**Task requirements:** In the news article below on doctors returning to practice, how many hours of CPD would doctors absent for 12 to 36 months need to complete before recommencing practice?

**Given passage:**
__________

Board proposes new test for doctors returning to practice

Workforce

Geir O'Rourke

By Geir O'Rourke

24 Mar 2026

The Medical Board of Australia is considering scrapping its formal re-entry plan for doctors who have been away from practice for more than three years, replacing it with a case-by-case assessment. The proposed change has emerged from the first review of the recency of practice standard since 2016.

The draft standard published on the board’s website [link here] proposes asking returning doctors to provide their practice history, any CPD completed during their absence, their intended scope of practice, the risk level of their proposed role, and whether supervision is available. The board would then potentially require further education or training, a period of supervised practice, or a competency assessment.

Doctors absent between 12 and 36 months would face a clearer but lighter requirement: they would have to complete at least 50 hours of CPD educational activities relevant to their intended scope before recommencing practice.

The draft plan would also formalise requirements for doctors changing scope of practice. Those narrowing their practice would face no additional requirements. Those expanding their practice would need to complete additional training. Moving to an entirely different area would require consultation with the relevant specialist college or professional association and a Board-approved development plan.

__________

Dataset excerpts:
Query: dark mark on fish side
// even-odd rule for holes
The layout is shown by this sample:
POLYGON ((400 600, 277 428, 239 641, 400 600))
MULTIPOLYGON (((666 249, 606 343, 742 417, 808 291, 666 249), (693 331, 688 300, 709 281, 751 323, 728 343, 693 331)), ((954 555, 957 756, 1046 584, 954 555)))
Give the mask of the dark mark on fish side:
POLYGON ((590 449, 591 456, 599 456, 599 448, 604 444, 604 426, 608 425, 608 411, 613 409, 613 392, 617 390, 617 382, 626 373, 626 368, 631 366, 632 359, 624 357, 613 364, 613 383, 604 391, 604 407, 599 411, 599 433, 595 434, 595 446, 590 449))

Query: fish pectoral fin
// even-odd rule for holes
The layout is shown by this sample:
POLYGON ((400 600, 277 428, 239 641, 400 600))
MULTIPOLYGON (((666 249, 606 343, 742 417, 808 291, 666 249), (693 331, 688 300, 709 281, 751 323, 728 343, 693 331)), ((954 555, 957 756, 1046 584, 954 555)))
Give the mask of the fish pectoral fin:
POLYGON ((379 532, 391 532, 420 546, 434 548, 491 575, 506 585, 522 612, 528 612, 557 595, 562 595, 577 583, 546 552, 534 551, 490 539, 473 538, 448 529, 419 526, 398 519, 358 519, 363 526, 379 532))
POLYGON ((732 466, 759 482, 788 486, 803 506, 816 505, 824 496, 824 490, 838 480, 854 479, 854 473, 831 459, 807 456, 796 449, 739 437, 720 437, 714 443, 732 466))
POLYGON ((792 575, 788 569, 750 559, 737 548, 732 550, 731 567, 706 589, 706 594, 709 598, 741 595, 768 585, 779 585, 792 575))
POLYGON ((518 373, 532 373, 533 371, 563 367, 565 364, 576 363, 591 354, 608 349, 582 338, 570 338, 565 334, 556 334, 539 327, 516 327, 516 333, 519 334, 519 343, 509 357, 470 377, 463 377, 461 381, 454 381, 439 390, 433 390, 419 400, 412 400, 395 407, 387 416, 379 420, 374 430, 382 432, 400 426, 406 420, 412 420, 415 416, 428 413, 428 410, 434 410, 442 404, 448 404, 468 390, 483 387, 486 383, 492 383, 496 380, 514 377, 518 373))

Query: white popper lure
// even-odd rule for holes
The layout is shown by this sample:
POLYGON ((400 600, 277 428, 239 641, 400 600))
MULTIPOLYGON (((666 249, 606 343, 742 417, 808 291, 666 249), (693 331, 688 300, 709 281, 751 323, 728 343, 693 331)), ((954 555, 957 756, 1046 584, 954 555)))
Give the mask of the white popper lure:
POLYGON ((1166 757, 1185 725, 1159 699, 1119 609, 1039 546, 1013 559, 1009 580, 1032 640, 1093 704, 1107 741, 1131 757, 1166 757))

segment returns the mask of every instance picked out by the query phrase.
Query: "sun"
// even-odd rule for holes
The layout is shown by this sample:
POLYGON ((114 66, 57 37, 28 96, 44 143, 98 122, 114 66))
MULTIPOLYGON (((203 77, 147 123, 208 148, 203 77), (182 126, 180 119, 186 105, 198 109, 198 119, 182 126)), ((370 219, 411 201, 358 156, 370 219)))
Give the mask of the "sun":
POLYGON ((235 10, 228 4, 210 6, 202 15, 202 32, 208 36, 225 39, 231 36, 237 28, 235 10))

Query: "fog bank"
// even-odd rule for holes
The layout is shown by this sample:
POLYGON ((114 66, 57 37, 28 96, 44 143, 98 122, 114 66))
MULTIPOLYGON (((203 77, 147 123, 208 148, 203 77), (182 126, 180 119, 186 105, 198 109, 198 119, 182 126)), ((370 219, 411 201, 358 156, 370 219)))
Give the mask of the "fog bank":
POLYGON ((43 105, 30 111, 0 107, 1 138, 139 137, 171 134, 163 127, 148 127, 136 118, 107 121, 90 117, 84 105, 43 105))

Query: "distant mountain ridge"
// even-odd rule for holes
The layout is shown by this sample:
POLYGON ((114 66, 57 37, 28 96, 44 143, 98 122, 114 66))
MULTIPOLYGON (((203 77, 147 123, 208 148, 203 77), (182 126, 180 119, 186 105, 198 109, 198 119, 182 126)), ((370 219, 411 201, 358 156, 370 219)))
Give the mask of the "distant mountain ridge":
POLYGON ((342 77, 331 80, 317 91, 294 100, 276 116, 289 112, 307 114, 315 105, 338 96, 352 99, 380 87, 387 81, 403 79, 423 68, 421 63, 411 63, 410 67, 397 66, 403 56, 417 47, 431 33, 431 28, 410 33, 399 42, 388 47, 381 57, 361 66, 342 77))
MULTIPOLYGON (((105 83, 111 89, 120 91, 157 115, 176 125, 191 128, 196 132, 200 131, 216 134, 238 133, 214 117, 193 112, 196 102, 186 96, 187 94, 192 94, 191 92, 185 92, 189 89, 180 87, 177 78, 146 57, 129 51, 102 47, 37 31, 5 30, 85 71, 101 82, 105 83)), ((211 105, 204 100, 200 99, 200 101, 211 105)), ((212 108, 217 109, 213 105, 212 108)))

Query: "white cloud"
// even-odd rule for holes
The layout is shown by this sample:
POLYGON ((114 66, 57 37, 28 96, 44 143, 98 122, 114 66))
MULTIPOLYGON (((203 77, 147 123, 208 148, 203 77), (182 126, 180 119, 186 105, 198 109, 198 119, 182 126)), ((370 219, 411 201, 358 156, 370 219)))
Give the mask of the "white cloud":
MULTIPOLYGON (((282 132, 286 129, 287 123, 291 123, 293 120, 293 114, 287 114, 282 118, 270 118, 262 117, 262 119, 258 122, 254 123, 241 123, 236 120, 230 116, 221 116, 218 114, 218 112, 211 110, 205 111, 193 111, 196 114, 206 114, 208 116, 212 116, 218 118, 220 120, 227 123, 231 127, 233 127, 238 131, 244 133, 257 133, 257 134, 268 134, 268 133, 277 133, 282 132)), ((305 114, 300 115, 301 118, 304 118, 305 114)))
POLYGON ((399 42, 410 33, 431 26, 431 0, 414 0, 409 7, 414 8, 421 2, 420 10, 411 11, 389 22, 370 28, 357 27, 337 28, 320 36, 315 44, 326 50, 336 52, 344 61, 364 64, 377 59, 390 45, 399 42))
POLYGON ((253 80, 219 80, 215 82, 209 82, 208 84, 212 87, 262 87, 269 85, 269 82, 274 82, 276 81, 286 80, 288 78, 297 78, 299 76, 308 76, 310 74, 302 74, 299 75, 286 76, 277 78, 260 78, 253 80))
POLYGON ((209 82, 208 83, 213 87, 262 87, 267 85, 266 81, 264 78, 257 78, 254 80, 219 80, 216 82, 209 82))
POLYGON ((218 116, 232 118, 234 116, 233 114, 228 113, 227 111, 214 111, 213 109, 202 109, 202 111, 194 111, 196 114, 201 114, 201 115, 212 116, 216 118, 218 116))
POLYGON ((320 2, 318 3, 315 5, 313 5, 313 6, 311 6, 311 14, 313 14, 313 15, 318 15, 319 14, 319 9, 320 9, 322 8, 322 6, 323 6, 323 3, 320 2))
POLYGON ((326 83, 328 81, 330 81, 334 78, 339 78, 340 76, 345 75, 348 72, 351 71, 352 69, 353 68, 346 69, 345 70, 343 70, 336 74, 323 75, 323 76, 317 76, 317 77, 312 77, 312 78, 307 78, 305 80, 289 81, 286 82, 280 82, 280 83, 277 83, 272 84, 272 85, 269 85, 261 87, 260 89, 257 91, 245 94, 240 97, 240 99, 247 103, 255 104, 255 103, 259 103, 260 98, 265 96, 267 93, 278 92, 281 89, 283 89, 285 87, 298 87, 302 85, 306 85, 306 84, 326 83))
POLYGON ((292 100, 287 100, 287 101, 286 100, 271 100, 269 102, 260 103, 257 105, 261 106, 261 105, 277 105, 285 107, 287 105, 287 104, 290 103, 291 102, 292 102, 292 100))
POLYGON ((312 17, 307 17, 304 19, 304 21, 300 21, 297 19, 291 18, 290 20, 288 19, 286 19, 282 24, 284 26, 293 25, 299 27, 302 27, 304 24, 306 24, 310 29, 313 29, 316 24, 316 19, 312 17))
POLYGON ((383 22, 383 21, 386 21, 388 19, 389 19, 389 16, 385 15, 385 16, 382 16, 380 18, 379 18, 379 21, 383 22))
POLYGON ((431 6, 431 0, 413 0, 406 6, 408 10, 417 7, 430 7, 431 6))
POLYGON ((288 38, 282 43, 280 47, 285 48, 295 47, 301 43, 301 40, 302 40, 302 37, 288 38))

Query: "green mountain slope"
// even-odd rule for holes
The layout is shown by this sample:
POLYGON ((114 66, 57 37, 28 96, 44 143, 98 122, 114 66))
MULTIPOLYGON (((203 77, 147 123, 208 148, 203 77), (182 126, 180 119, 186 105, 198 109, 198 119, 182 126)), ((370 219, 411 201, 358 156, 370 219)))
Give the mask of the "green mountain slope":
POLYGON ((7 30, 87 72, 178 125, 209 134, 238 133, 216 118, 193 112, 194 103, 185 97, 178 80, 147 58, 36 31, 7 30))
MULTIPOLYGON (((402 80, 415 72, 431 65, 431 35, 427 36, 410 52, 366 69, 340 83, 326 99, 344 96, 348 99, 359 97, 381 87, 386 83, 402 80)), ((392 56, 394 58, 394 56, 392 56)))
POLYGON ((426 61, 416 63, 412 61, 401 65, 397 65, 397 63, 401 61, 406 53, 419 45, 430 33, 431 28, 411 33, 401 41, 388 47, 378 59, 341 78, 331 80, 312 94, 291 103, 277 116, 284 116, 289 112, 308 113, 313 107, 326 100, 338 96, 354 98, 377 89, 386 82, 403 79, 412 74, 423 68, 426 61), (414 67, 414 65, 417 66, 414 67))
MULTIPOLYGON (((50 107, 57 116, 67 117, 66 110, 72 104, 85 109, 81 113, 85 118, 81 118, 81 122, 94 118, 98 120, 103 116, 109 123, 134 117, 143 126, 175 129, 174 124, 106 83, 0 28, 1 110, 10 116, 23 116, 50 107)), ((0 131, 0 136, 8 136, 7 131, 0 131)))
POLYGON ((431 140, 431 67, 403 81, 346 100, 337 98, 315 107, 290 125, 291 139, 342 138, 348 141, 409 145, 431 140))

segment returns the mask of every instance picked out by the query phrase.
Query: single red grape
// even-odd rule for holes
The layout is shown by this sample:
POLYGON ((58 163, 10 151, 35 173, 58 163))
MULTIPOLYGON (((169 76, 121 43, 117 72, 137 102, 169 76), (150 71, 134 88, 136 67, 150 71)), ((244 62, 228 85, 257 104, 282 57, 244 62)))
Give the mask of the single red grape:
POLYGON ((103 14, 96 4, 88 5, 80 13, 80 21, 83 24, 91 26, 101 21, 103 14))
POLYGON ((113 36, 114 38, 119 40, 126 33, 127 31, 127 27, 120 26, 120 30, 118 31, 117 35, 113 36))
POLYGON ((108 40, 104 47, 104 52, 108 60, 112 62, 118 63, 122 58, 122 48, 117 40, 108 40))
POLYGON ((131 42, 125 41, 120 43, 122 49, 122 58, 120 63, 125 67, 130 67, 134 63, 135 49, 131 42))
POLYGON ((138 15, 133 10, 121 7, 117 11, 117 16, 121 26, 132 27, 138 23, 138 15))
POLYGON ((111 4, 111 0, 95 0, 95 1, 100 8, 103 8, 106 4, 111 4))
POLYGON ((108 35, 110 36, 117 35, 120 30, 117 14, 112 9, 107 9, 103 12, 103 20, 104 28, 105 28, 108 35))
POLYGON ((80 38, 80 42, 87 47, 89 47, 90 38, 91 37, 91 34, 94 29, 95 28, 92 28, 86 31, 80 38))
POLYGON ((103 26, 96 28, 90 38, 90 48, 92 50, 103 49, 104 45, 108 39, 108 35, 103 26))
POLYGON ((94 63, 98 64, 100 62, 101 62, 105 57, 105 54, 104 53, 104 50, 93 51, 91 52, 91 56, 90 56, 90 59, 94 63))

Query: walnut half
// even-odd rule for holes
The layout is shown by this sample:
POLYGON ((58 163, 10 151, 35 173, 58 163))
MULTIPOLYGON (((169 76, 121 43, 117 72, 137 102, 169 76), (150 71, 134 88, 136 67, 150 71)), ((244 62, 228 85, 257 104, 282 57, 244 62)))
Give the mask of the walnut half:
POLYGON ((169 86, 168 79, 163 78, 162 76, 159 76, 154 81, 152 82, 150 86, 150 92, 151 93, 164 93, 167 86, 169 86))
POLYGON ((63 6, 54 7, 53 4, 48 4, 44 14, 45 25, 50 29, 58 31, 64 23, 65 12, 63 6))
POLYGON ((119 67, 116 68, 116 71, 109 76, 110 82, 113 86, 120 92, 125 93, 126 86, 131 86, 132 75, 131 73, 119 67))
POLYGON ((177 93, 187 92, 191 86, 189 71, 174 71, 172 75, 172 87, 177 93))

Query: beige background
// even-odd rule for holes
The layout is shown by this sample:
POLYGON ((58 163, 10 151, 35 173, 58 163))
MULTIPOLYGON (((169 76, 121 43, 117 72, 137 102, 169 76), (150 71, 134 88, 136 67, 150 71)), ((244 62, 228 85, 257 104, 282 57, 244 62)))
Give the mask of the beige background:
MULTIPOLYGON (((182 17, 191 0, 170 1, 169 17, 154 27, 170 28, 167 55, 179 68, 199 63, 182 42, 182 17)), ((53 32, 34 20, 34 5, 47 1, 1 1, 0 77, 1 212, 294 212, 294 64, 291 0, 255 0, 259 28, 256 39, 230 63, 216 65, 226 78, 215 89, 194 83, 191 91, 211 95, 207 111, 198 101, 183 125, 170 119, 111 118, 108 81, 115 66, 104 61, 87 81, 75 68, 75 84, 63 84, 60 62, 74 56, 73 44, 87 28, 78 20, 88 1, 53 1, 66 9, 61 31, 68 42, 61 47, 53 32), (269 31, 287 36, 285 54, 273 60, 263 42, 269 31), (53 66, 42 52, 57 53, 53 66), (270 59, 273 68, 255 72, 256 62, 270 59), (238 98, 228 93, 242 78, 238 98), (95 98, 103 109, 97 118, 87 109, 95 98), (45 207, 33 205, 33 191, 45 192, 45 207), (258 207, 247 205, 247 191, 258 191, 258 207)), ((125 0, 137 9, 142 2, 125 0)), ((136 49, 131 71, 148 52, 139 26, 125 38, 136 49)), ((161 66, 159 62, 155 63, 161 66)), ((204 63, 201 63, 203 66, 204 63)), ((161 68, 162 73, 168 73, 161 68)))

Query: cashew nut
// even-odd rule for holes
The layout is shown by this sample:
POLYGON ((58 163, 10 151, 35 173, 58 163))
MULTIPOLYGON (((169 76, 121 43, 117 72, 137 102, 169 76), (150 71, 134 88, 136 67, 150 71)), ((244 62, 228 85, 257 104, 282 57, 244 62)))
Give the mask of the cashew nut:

__________

**Task result:** At least 50 hours of CPD educational activities relevant to their intended scope.